= PAGE TEXT =
^^^^^^^^

SIR — It's great news that Minehead has been granted a £200,000 government "windfall" (Free Press March 16) but why is £70,000 being used to employ a "visioning manager" for 18 months?

It doesn't take much "vision" to realise Minehead needs to re-instate its visitor information centre, which was costing £40,000 a year to run.

So the £70,000 "expert fee" would pay for the running of the centre for almost two years!

Cllr Richard Lillis was quoted as defending the fee by stating "if you pay peanuts . . . then you get monkeys".

Yet peanuts seems to be what Minehead Development Trust is offering the visitor centre manager post currently advertised at a pathetic £20,000 per annum (a post, incidentally, for which there is apparently no job description – how clever is that?)

We have a perfectly adequate (if rather hideous looking) visitor centre on the seafront, so why the need to rent alternative premises?

And how environmentally friendly is it that for some inexplicable reason the seafront centre is still fully lit inside at night?

^^^^^^^^

= GIVEN DATA =
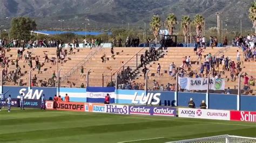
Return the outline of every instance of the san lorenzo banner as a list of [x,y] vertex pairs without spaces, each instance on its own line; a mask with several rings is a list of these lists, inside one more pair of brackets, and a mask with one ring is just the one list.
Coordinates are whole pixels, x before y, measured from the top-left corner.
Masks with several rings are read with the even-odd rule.
[[176,116],[176,108],[159,106],[129,106],[129,113],[175,117]]
[[230,120],[256,122],[256,112],[231,111]]
[[[208,80],[207,78],[179,77],[179,84],[181,89],[187,90],[205,90],[207,89]],[[210,78],[209,89],[214,90],[225,90],[225,79]]]
[[110,96],[110,103],[114,103],[115,87],[87,87],[87,102],[104,103],[105,97],[107,94]]
[[226,110],[179,108],[179,117],[216,120],[230,120],[230,112]]
[[[7,103],[4,102],[5,106],[7,106]],[[19,99],[12,98],[11,99],[11,105],[14,107],[20,107]],[[25,99],[24,103],[24,108],[40,108],[41,107],[41,101],[37,99]]]
[[85,103],[85,112],[106,112],[106,106],[104,104]]

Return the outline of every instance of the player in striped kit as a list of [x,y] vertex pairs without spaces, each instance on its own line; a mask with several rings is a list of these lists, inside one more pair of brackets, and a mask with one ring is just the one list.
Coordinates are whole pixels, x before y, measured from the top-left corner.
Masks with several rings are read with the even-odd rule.
[[21,106],[21,110],[25,110],[24,109],[24,103],[25,102],[25,100],[24,99],[23,94],[21,94],[21,97],[19,98],[19,106]]
[[9,91],[8,90],[6,91],[4,94],[0,94],[1,95],[1,101],[0,103],[0,111],[2,111],[2,108],[4,109],[4,95],[6,94]]
[[41,96],[41,110],[45,110],[45,97],[44,97],[44,94]]
[[8,112],[11,112],[11,95],[9,95],[8,98],[7,98],[6,100],[7,104],[8,105]]

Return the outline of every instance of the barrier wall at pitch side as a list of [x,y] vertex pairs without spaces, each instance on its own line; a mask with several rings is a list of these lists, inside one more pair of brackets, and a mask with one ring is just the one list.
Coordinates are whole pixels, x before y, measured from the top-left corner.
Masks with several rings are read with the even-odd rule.
[[[175,92],[170,91],[147,91],[147,94],[160,94],[159,96],[160,105],[163,106],[174,106],[176,103]],[[118,104],[133,104],[132,101],[137,97],[146,95],[144,90],[117,90],[116,91],[116,98],[115,103]],[[206,95],[204,93],[178,92],[177,96],[177,105],[187,106],[190,98],[193,99],[196,108],[199,105],[203,100],[206,102]],[[238,96],[236,95],[210,94],[208,108],[210,109],[221,109],[237,110],[238,106]],[[240,109],[241,110],[255,111],[256,96],[241,95],[240,96]],[[139,102],[138,104],[140,103]]]
[[[9,94],[12,98],[17,98],[23,93],[26,99],[39,99],[43,94],[46,99],[52,99],[55,95],[58,94],[64,98],[66,94],[69,96],[70,101],[76,102],[93,102],[102,103],[107,93],[110,94],[112,103],[118,104],[134,104],[132,101],[137,98],[138,104],[143,100],[142,95],[160,95],[159,105],[161,106],[174,106],[177,104],[179,106],[187,106],[190,98],[193,99],[197,108],[199,107],[202,100],[206,102],[206,96],[204,93],[178,92],[177,101],[175,99],[175,92],[170,91],[147,91],[147,93],[144,90],[117,90],[114,92],[108,92],[107,88],[102,88],[103,91],[96,92],[92,90],[87,94],[86,89],[60,88],[57,91],[56,88],[50,87],[32,87],[31,89],[26,87],[2,87],[3,92],[9,90],[5,95]],[[137,95],[137,96],[136,96]],[[90,99],[90,101],[88,101]],[[153,99],[154,100],[155,99]],[[236,95],[210,94],[208,97],[209,104],[208,108],[211,109],[222,109],[237,110],[238,109],[238,96]],[[148,103],[149,101],[148,101]],[[240,109],[241,111],[256,111],[256,96],[242,95],[240,96]]]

^^^^^^^^

= WHAT IS REQUIRED =
Carry on the letter about Minehead's visitor centre funding, picking up after its final sentence. The material is separate from the letter and is not part of it.

= RIGHT ANSWER =
If a proper business plan had been prepared when applying for the EU funding to build the centre, it would have been obvious that sufficient income would not be generated to cover the running costs.

Any bank manager being asked to lend start-up funds would have seen the flaws in the financial projections.

And like any bank, won't we have to repay the EU now we have a non-operating facility?

Minehead Development Trust argues that the seafront location of the visitor centre isn't attractive because of lack of parking and is inconvenient for local residents.

Surely the parking arrangements were known when the plan was first put forward – they were certainly no worse than trying to find free parking in the town centre to visit the former information office.

Anyone with "vision" (and a £70,000 hand-out to boot) will know that the majority of visitors to Minehead are generated by Butlins and therefore the location of the seafront centre is ideal.

And I sincerely hope that some of the £10,000 earmarked to refurbish the bandstand in Blenheim Gardens will also be used to do something about the disgraceful public toilets in the gardens.

I am always ashamed and embarrassed when taking visitors to the enjoyable free summer weekend concerts, who then have to use toilets which are stuck in a 1950s time warp. Dirty, grim and a sad reflection on how we value our visitors.

So, please someone, sort out the finances – we get given a £200,000 bonus with one hand and throw much of it away with the other.

Just how "visionary" is that?

Jenny Campbell,

Bowline Court,

Minehead.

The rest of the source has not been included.